··· Given entries
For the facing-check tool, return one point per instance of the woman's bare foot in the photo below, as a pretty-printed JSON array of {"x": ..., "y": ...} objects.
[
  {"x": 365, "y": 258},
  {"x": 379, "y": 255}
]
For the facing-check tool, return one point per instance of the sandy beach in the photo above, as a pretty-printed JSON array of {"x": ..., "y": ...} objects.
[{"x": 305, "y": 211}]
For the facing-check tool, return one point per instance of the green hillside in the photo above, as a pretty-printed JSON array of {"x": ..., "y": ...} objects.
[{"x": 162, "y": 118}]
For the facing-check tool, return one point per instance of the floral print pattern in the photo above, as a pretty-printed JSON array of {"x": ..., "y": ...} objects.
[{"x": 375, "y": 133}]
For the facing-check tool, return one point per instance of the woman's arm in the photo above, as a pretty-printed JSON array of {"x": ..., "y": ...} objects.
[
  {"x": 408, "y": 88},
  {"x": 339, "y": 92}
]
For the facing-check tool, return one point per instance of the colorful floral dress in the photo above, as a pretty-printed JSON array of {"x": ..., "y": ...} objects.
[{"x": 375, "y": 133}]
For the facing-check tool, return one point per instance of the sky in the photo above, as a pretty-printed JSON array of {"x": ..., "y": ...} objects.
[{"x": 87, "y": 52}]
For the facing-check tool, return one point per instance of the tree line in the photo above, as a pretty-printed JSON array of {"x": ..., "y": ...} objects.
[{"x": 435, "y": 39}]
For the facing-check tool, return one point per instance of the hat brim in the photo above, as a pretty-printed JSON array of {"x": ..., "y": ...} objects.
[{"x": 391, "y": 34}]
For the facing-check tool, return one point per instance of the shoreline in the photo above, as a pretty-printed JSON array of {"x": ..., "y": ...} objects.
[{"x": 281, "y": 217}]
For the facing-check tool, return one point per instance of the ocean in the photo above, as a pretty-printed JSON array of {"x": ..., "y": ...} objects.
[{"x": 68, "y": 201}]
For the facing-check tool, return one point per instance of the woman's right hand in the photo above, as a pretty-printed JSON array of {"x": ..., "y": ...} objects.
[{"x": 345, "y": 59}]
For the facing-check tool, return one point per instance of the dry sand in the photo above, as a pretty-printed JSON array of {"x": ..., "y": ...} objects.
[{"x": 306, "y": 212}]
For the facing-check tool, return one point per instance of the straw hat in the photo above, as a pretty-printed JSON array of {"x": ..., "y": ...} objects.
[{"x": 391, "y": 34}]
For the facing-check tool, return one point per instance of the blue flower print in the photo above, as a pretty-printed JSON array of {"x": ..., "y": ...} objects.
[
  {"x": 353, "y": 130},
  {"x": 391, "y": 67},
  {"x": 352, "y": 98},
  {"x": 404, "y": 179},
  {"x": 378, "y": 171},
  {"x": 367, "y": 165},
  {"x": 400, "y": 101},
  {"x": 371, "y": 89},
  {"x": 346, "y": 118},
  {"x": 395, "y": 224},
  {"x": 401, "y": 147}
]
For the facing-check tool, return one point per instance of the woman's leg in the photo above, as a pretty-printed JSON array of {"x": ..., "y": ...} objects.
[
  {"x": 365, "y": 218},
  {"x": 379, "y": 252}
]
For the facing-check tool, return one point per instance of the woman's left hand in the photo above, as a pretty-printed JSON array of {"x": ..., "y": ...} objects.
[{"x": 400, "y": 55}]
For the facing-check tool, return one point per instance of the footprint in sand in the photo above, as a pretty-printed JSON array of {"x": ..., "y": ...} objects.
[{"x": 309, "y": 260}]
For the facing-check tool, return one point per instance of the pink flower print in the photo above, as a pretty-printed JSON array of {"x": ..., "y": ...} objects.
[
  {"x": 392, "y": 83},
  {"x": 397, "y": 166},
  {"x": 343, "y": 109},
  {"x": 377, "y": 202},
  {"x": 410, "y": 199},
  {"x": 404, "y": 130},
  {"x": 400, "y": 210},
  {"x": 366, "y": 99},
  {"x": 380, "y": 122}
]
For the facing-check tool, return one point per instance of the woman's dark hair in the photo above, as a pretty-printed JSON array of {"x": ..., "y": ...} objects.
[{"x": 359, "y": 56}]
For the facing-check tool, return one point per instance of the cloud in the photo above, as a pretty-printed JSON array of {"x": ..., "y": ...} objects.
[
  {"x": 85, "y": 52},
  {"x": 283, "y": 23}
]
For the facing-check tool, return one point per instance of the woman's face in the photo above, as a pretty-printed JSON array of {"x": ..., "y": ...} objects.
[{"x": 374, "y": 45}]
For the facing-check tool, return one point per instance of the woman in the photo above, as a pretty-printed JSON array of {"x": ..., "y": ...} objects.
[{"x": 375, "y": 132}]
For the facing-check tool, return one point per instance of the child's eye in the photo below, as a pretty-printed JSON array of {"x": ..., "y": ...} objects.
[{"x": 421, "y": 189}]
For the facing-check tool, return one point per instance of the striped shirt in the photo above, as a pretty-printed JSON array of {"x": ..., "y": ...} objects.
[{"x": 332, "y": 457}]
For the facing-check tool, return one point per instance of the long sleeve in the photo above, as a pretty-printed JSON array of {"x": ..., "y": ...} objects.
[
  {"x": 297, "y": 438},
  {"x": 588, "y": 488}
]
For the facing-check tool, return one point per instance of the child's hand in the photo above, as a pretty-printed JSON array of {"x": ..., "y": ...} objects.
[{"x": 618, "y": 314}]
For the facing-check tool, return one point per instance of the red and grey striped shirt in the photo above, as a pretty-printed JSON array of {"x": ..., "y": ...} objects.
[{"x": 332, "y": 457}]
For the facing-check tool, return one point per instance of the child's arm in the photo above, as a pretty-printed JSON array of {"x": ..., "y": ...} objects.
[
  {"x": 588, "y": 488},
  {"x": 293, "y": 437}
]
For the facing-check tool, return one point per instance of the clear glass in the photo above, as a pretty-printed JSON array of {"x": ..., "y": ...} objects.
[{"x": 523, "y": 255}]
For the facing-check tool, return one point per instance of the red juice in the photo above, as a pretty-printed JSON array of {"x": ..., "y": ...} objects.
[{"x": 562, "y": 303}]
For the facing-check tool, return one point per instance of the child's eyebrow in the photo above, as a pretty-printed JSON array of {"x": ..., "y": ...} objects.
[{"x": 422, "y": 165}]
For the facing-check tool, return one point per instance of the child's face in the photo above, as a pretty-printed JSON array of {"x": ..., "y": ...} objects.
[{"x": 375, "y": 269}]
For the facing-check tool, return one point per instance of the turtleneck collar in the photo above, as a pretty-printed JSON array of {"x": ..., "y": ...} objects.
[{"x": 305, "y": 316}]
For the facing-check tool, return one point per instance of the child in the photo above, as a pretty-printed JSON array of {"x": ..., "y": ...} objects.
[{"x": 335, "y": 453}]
······
- **Exercise requirements**
Copy out the records from the line containing "the child in" through the end of the records, including both ends, with every character kept the same.

- **Result of the exercise**
For the facing-check tool, return one point per instance of the child in the photo above, as a pretty-printed JSON array of {"x": ..., "y": ...} objects.
[{"x": 335, "y": 453}]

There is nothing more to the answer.